# Start of Listing

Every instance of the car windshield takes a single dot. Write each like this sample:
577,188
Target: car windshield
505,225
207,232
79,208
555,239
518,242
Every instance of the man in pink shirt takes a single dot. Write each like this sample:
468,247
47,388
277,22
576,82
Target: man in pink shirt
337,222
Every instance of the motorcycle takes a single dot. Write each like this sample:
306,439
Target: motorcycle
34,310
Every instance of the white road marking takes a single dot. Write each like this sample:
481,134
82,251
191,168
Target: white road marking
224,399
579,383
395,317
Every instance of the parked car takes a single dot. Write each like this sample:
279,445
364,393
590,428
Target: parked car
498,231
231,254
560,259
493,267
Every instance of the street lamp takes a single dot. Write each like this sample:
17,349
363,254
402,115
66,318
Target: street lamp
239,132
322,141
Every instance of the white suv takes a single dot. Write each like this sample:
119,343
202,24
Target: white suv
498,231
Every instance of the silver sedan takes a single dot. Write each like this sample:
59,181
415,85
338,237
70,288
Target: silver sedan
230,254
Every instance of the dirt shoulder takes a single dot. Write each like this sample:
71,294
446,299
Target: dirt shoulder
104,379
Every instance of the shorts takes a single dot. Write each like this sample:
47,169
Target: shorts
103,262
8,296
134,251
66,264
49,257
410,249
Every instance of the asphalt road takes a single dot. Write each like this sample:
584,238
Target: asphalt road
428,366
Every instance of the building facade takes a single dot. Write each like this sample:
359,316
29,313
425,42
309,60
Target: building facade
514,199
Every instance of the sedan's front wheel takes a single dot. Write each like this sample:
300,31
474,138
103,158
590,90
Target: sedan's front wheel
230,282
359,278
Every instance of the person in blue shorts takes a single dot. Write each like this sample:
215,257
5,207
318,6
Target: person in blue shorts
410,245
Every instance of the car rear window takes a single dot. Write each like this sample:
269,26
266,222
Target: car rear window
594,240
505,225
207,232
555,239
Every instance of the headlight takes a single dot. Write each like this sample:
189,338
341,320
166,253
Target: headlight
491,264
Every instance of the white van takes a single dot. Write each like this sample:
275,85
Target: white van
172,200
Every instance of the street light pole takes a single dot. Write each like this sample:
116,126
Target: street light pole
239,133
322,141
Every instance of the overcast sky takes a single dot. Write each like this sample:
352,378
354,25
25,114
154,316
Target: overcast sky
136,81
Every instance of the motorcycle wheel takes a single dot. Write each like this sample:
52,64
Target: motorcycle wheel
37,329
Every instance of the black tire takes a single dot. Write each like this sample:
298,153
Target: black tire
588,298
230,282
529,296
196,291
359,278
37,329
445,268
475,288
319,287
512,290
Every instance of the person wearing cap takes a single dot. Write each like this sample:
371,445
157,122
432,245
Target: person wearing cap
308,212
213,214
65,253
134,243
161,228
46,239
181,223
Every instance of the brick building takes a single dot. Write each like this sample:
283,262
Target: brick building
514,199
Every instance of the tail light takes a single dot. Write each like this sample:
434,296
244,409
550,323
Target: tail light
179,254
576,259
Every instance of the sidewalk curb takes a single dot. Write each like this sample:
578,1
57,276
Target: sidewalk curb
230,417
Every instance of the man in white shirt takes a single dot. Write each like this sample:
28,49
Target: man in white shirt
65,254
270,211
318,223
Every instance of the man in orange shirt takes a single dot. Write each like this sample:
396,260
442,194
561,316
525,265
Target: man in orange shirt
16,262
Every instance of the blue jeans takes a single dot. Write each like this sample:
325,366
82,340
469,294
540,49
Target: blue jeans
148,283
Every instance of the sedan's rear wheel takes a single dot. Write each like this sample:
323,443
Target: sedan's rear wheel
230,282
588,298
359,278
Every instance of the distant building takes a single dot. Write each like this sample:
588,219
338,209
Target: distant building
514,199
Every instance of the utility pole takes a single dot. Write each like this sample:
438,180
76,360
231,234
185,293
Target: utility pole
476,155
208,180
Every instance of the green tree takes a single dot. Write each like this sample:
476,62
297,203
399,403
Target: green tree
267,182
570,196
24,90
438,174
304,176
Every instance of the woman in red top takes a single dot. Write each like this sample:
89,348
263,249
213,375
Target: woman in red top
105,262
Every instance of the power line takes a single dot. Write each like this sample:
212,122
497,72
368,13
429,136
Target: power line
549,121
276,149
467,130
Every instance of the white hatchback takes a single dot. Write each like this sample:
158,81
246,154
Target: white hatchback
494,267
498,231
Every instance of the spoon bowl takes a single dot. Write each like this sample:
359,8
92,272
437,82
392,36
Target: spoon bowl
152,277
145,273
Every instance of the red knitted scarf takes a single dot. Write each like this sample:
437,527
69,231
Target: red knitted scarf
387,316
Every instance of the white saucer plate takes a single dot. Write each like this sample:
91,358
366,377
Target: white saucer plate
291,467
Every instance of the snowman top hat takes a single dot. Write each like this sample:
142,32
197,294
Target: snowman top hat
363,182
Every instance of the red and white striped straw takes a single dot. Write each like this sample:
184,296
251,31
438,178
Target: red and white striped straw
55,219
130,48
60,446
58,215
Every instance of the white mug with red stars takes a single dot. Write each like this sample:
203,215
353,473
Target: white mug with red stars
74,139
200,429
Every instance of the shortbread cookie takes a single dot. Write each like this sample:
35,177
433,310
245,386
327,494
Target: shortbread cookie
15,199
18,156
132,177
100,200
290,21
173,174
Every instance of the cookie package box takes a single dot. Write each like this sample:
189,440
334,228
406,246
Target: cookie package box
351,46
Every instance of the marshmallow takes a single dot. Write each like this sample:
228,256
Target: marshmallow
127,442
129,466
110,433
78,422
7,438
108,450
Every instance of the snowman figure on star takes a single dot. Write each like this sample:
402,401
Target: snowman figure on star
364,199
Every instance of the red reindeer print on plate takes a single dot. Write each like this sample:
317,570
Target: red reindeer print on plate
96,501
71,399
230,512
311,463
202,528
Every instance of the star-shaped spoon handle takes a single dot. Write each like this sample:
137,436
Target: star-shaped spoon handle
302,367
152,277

# End of Listing
# Start of Listing

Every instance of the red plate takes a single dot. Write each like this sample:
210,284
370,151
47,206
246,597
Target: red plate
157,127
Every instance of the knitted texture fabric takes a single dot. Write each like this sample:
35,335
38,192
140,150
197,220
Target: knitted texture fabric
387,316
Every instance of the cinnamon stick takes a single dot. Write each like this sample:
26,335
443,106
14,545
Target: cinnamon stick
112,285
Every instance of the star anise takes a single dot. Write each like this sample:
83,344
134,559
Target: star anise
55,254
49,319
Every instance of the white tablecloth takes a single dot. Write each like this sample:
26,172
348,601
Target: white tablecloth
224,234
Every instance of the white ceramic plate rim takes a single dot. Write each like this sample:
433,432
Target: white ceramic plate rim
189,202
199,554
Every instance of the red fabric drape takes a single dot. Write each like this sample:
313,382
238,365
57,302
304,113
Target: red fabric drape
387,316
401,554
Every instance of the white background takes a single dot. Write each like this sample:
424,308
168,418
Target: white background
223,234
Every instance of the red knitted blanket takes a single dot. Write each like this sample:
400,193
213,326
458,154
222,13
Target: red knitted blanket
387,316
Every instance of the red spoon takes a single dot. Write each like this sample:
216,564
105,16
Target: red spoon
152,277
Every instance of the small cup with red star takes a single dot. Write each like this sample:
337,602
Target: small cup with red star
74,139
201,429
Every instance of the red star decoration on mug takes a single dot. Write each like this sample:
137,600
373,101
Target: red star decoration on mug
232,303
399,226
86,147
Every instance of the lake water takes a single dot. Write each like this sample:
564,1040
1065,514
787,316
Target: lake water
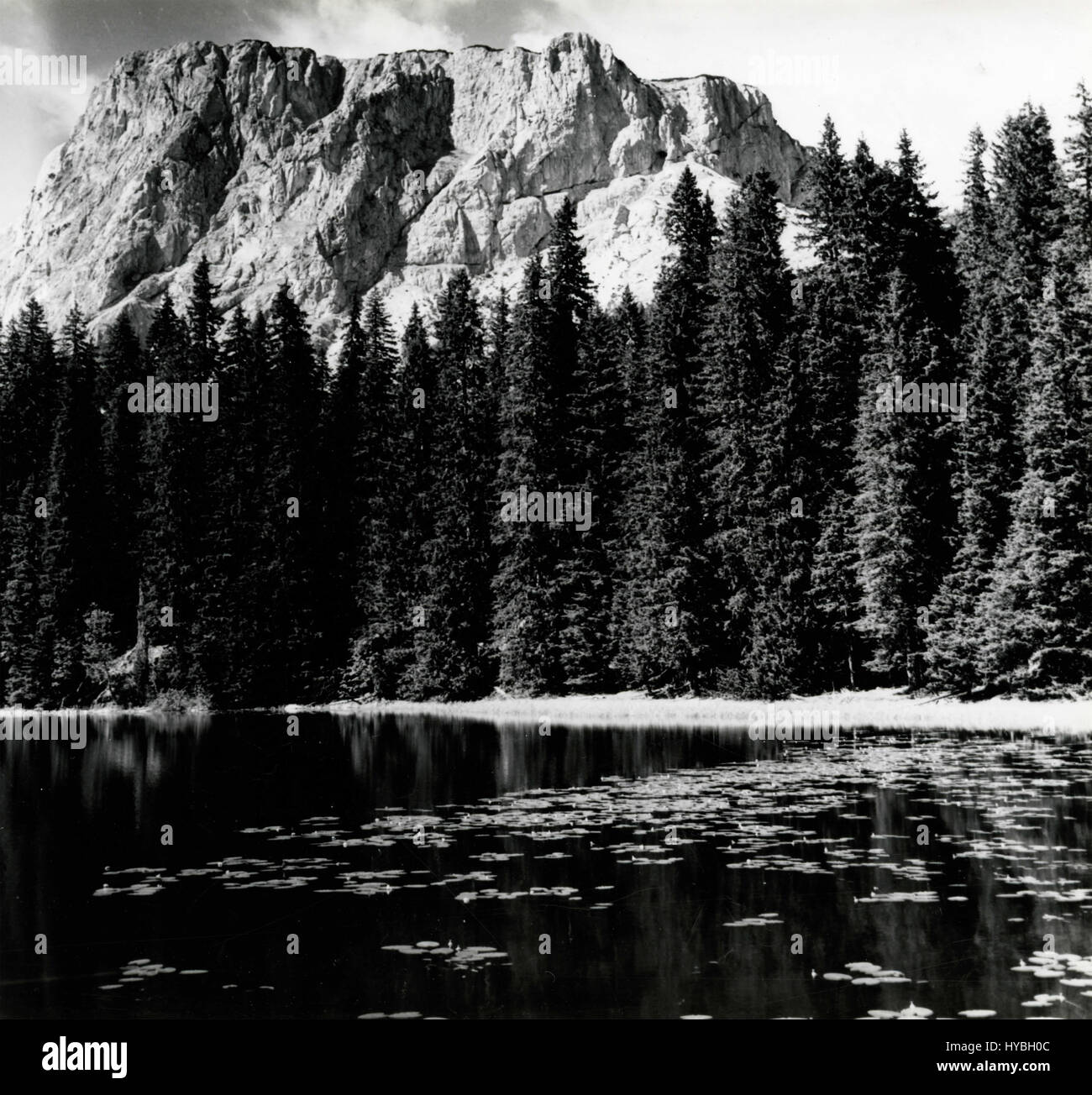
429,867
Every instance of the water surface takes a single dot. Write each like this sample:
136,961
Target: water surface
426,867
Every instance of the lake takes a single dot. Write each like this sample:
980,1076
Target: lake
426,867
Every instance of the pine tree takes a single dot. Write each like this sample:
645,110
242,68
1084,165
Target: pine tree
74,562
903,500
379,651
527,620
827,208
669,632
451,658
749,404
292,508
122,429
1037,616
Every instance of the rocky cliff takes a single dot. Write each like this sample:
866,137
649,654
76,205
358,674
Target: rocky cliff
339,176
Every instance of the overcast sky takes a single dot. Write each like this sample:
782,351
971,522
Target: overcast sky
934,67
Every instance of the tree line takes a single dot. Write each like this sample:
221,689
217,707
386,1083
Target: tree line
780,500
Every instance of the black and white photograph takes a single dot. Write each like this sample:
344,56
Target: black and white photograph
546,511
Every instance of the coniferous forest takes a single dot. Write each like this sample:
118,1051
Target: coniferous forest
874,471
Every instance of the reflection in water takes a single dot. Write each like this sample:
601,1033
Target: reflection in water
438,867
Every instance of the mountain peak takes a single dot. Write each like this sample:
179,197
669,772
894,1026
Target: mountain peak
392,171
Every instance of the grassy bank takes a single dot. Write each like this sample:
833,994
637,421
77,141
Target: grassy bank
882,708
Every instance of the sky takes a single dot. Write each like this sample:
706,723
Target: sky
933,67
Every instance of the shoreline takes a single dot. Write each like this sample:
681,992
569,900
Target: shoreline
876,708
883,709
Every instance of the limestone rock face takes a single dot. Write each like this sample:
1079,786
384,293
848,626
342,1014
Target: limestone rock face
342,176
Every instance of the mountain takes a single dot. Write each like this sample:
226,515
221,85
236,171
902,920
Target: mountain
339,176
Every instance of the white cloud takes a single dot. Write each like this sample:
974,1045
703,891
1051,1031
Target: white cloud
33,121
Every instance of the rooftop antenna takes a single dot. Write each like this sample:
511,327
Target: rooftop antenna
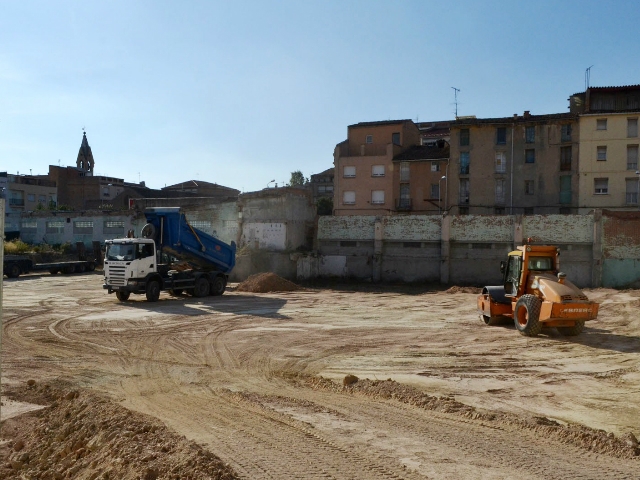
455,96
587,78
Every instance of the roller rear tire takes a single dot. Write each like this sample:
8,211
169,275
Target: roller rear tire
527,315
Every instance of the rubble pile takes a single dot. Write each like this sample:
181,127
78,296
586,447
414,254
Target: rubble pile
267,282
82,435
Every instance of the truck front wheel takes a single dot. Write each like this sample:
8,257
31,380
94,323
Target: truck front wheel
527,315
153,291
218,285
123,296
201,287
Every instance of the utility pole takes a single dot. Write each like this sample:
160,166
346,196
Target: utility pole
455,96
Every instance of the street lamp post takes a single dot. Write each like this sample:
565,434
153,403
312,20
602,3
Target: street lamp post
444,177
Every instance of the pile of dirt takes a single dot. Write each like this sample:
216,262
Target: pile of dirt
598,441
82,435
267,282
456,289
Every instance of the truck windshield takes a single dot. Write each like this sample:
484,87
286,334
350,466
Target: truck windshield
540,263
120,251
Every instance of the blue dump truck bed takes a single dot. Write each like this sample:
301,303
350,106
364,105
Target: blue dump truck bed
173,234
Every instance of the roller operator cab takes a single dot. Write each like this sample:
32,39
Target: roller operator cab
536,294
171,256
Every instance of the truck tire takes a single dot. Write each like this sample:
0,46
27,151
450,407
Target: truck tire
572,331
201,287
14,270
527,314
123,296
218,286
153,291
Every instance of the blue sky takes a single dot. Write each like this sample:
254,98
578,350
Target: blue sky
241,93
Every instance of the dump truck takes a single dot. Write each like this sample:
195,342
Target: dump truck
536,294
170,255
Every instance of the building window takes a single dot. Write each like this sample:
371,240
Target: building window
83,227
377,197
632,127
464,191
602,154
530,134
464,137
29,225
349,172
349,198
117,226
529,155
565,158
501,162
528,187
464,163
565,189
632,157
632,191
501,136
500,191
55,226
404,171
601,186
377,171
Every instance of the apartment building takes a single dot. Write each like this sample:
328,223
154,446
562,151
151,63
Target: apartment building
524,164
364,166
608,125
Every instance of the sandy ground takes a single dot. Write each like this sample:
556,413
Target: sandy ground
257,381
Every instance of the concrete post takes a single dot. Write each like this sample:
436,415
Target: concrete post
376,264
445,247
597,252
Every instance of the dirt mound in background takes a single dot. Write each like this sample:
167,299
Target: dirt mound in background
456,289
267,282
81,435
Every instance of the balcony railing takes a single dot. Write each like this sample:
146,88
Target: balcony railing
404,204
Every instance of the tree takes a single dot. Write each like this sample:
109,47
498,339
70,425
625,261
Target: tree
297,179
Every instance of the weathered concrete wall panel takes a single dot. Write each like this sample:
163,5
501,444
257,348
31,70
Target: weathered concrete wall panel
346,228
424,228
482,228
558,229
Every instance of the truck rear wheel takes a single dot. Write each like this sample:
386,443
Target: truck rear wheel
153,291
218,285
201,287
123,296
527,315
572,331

# End of Listing
# Start of Listing

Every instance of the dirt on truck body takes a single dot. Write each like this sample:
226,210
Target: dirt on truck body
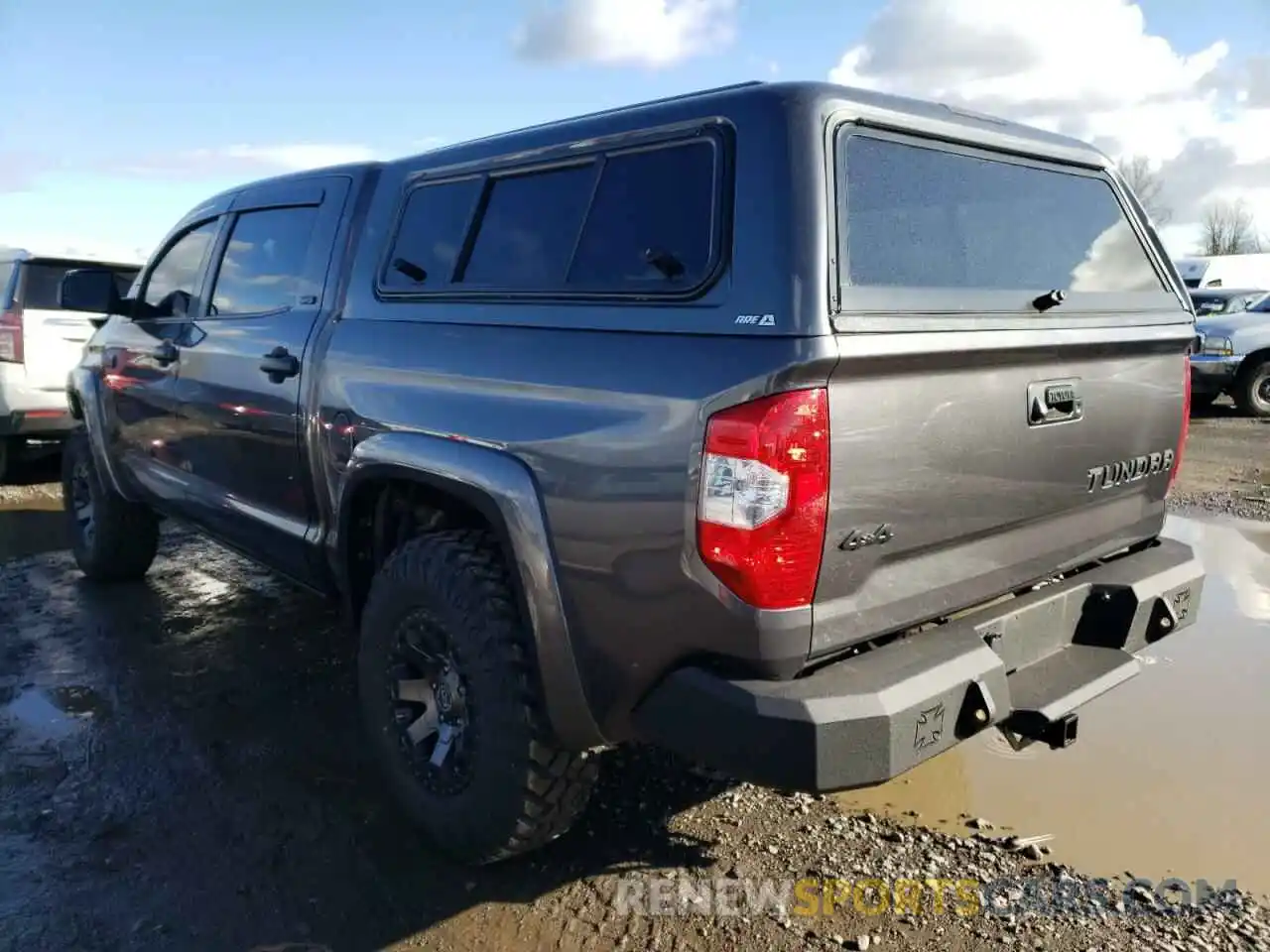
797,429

# End of Listing

* [The task]
Count the lines in the data above that contain the string "sedan", treating case as significant, and give only the number.

* [Result of the exercise]
6